> Stated goal
Rewrite the listing below, replacing every "congestion log" with "incident log" and leaving everything else unchanged.

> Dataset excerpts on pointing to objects
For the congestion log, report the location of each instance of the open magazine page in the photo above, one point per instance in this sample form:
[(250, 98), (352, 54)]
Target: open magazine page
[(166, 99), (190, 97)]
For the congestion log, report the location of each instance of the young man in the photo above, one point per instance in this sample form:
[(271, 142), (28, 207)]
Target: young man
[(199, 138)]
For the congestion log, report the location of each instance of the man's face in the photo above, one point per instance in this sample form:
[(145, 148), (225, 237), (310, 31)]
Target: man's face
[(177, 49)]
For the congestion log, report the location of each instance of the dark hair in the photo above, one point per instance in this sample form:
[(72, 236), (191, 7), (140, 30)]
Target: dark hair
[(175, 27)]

> Solved problem
For the incident log, report the location of each instance of the open magazine page in the photo above, one point per instance in this sample form:
[(250, 98), (352, 54)]
Target: open magazine page
[(166, 99), (190, 97)]
For the incident log, report the location of each instance of the young man in the photo above, one point per instance in this sample form:
[(271, 142), (28, 207)]
Target: young man
[(199, 138)]
For the incident log, report the location of each instance of the man's face in the photo above, one point per instance in this sample form:
[(145, 148), (225, 237), (310, 31)]
Target: man's face
[(177, 49)]
For the incident log, report the location of each instance of the dark hair in the photo above, one point per instance in this sample form:
[(72, 236), (191, 7), (140, 30)]
Target: dark hair
[(175, 27)]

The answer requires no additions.